═════ SUPPLIED MATERIAL

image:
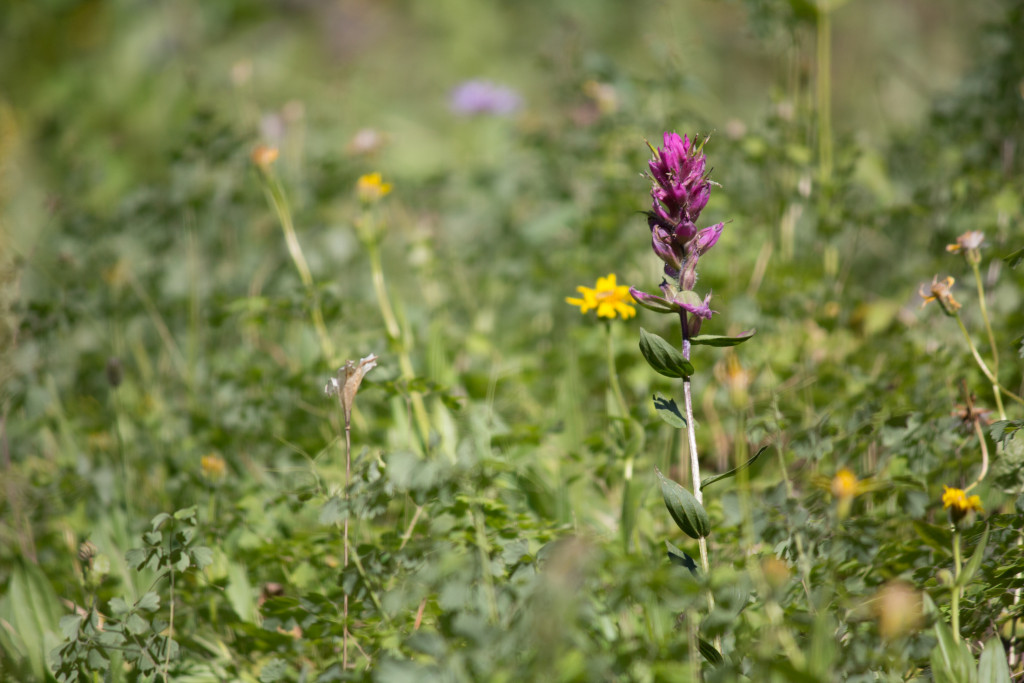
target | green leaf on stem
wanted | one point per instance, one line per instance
(1015, 258)
(721, 340)
(668, 411)
(709, 652)
(975, 562)
(688, 514)
(681, 558)
(735, 470)
(664, 357)
(993, 668)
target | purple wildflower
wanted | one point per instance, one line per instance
(484, 97)
(680, 191)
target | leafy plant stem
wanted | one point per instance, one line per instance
(348, 483)
(484, 549)
(276, 196)
(954, 606)
(691, 441)
(996, 387)
(984, 455)
(984, 316)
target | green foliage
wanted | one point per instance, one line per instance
(173, 488)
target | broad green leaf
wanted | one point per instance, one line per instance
(709, 652)
(975, 562)
(664, 357)
(668, 411)
(1015, 258)
(688, 514)
(733, 471)
(148, 602)
(721, 340)
(33, 611)
(992, 667)
(951, 659)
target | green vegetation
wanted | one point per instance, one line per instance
(211, 211)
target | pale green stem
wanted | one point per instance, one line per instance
(617, 393)
(824, 88)
(276, 196)
(996, 387)
(954, 607)
(984, 455)
(988, 329)
(394, 330)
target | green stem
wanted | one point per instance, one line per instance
(954, 608)
(996, 387)
(393, 329)
(824, 88)
(276, 196)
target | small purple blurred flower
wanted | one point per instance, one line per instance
(480, 96)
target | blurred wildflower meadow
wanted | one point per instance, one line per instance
(487, 341)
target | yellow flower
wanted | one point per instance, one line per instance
(371, 187)
(940, 292)
(263, 156)
(845, 484)
(213, 467)
(968, 242)
(608, 297)
(960, 503)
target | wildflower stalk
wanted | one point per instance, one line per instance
(617, 393)
(694, 464)
(997, 388)
(954, 606)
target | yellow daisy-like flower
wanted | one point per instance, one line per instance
(845, 484)
(213, 467)
(960, 503)
(607, 297)
(940, 292)
(371, 187)
(263, 156)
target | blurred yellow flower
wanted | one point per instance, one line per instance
(960, 503)
(371, 187)
(970, 241)
(607, 297)
(213, 467)
(263, 156)
(845, 484)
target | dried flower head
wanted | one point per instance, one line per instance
(940, 292)
(607, 297)
(968, 244)
(347, 383)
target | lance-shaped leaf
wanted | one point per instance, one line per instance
(734, 471)
(668, 411)
(681, 558)
(720, 340)
(688, 514)
(663, 356)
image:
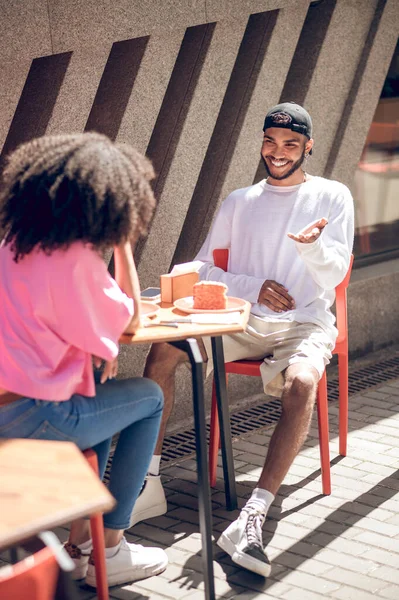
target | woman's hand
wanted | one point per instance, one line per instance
(110, 370)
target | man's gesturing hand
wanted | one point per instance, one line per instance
(275, 296)
(311, 233)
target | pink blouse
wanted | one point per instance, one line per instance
(55, 313)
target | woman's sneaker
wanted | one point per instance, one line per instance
(131, 563)
(243, 541)
(151, 502)
(80, 559)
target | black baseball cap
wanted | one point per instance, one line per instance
(289, 115)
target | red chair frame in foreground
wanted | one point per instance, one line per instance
(34, 577)
(97, 536)
(252, 368)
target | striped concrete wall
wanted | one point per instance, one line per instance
(188, 82)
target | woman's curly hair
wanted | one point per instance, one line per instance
(64, 188)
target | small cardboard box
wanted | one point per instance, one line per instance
(174, 287)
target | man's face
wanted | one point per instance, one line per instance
(283, 151)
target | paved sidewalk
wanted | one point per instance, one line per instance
(343, 546)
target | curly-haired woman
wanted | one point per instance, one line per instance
(65, 200)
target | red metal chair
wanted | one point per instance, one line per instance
(34, 577)
(97, 536)
(252, 368)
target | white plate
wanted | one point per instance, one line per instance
(148, 309)
(186, 305)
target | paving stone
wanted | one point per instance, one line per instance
(356, 580)
(390, 592)
(350, 593)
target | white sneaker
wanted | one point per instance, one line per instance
(131, 563)
(151, 502)
(243, 541)
(80, 559)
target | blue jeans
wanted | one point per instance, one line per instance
(130, 406)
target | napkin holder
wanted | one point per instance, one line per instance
(177, 286)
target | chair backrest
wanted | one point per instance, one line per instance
(221, 258)
(34, 578)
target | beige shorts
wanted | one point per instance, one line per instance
(279, 344)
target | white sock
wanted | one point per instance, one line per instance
(86, 547)
(155, 463)
(261, 498)
(110, 552)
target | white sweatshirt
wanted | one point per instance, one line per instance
(253, 223)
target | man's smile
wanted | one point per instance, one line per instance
(278, 162)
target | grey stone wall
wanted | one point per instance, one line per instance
(188, 82)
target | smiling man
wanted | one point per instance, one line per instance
(290, 238)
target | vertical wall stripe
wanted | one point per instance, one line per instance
(37, 100)
(307, 52)
(357, 79)
(169, 124)
(116, 86)
(226, 131)
(177, 100)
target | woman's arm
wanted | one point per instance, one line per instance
(127, 279)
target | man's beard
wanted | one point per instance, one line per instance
(296, 165)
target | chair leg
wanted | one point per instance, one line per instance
(343, 402)
(322, 414)
(214, 439)
(97, 536)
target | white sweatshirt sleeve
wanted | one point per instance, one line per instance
(219, 236)
(328, 258)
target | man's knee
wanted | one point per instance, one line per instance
(300, 387)
(165, 357)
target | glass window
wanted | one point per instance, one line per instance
(376, 186)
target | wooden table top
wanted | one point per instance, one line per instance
(44, 484)
(167, 312)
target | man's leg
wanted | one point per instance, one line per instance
(243, 538)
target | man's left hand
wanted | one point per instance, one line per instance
(311, 233)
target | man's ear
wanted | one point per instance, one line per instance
(309, 146)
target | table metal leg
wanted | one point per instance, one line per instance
(224, 420)
(190, 346)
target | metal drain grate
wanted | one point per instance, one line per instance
(181, 445)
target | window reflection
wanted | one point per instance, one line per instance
(376, 186)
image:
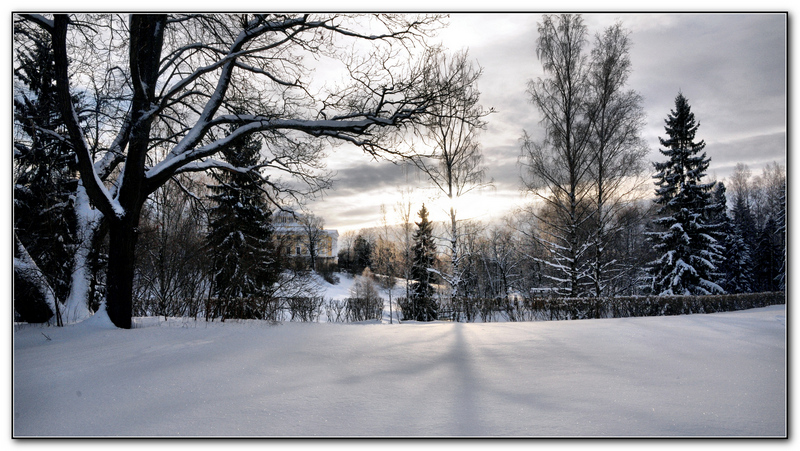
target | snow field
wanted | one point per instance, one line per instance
(699, 375)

══════════

-- HOW TO COMPLETE THIS TASK --
Output nothing but the records above, word for word, with the pictures removed.

-- TASK ANSWER --
image:
target | green leaf on stem
wanted | one point per instance, one line per instance
(1015, 258)
(721, 340)
(668, 411)
(709, 652)
(975, 562)
(688, 514)
(681, 558)
(735, 470)
(664, 357)
(993, 668)
target | purple wildflower
wanted | one point per instance, one line per instance
(484, 97)
(680, 191)
target | leafy plant stem
wanted | one point per instance, one line per instance
(348, 483)
(484, 549)
(276, 196)
(954, 606)
(691, 441)
(996, 387)
(984, 455)
(984, 316)
target | green foliage
wanted | one point per instance, one line per instance
(173, 488)
target | broad green leaf
wanted | one point per instance, one line per instance
(709, 652)
(975, 562)
(664, 357)
(668, 411)
(1015, 258)
(688, 514)
(733, 471)
(148, 602)
(721, 340)
(33, 611)
(992, 667)
(951, 659)
target | green vegetation
wanted | one point per instance, one line per instance
(211, 211)
target | pale green stem
wanted | one point per instance, one line per instance
(617, 393)
(824, 88)
(276, 196)
(996, 387)
(954, 607)
(984, 455)
(988, 329)
(394, 330)
target | green stem
wanted | one point per instance, one line per instance
(954, 608)
(996, 387)
(393, 329)
(824, 88)
(276, 196)
target | small purple blurred flower
wanted | one point per instance, one line per instance
(480, 96)
target | blurred wildflower meadow
wanted | one point per instance, one line per instance
(487, 341)
target | yellow flower
wanted | one point per instance, one line per instance
(371, 187)
(940, 292)
(263, 156)
(845, 484)
(213, 467)
(968, 242)
(608, 297)
(960, 503)
target | wildflower stalk
wanted | one point per instance, one line per instance
(617, 393)
(694, 464)
(997, 388)
(954, 606)
target | yellow daisy-like flower
wanted | one point per instance, one line per instance
(845, 484)
(213, 467)
(960, 503)
(607, 297)
(940, 292)
(371, 187)
(263, 156)
target | blurred yellow flower
wanted | one point per instance, one line per instance
(960, 503)
(371, 187)
(970, 241)
(607, 297)
(213, 467)
(263, 156)
(845, 484)
target | dried flower head
wanted | one point per instance, one line per instance
(940, 292)
(607, 297)
(968, 244)
(347, 383)
target | lance-shaped leaf
wanted | one point per instance, one line per instance
(734, 471)
(668, 411)
(681, 558)
(720, 340)
(688, 514)
(663, 356)
image:
target | woman's hand
wanted | one point per instance, one line per instance
(110, 370)
target | man's gesturing hand
wanted | one point per instance, one line per instance
(275, 296)
(311, 233)
target | pink blouse
wanted | one point per instance, one line per instance
(55, 313)
target | woman's sneaker
wanted | one point per instance, one line per instance
(131, 563)
(243, 541)
(151, 502)
(80, 559)
target | black baseball cap
wanted | one point per instance, one line per instance
(289, 115)
target | red chair frame in foreground
wanted | one point per instance, one line per instance
(34, 577)
(97, 536)
(252, 368)
target | striped concrete wall
wanted | one point per instance, one line per instance
(188, 82)
target | woman's curly hair
wanted | one point per instance, one line per instance
(64, 188)
target | small cardboard box
wanted | one point per instance, one line per instance
(174, 287)
target | man's face
wanted | one point per instance, one line per instance
(283, 151)
target | paved sidewalk
wanted | one point per instance, one line per instance
(343, 546)
target | curly-haired woman
wanted | one point per instance, one line per instance
(65, 200)
target | red metal chair
wanted | one point per instance, one line per instance
(34, 577)
(97, 536)
(252, 368)
target | white plate
wanted | one point per instance, one line per instance
(148, 309)
(186, 305)
target | paving stone
wanted | one point per instance, one line per instance
(356, 580)
(390, 592)
(350, 593)
target | white sneaker
wanted | one point per instance, one line per instance
(131, 563)
(151, 502)
(243, 541)
(80, 559)
target | blue jeans
wanted | one point per instance, one line per instance
(130, 406)
target | napkin holder
wanted | one point per instance, one line per instance
(177, 286)
target | chair backrest
wanted | one point per instance, one line per instance
(221, 258)
(34, 578)
target | beige shorts
wanted | one point per instance, one line per instance
(279, 344)
target | white sock
wanted | one point per instance, one line per instance
(86, 547)
(155, 463)
(261, 498)
(110, 552)
target | white sweatshirt
wanted | one point per instance, one line per instance
(253, 223)
target | man's smile
wanted | one point per instance, one line per instance
(278, 162)
target | grey stone wall
wanted | one point per instance, one line per instance
(188, 82)
target | smiling man
wanted | one point per instance, one line per instance
(290, 238)
target | vertical wall stripe
wanted | one point per instance, one line per instance
(37, 100)
(307, 52)
(357, 79)
(169, 124)
(116, 86)
(226, 131)
(177, 100)
target | woman's arm
wanted | one point per instance, one line per instance
(127, 279)
target | man's beard
wanted | one point per instance, one line per instance
(296, 165)
target | chair leg
wanted | one point per instance, one line per instance
(343, 402)
(322, 414)
(214, 439)
(97, 536)
target | white sweatshirt sleeve
wanted | one point per instance, one line per instance
(219, 236)
(328, 258)
target | man's knee
wanted | one point per instance, one line per instance
(300, 387)
(165, 357)
target | glass window
wanted | one point per instance, one line per instance
(376, 186)
target | wooden table top
wanted | one point per instance, one line per instance
(44, 484)
(167, 312)
target | man's leg
wanted | one point per instance, one line per instance
(243, 538)
target | man's left hand
wanted | one point per instance, one line per instance
(311, 233)
target | man's ear
wanted | one point per instance, one line per instance
(309, 146)
target | table metal leg
wanted | one point per instance, one line per instance
(224, 420)
(190, 346)
target | metal drain grate
wanted | one point per instance, one line per instance
(181, 445)
target | window reflection
wanted | one point per instance, one line per instance
(376, 186)
image:
target | snow field
wanted | one point per instance, one line per instance
(699, 375)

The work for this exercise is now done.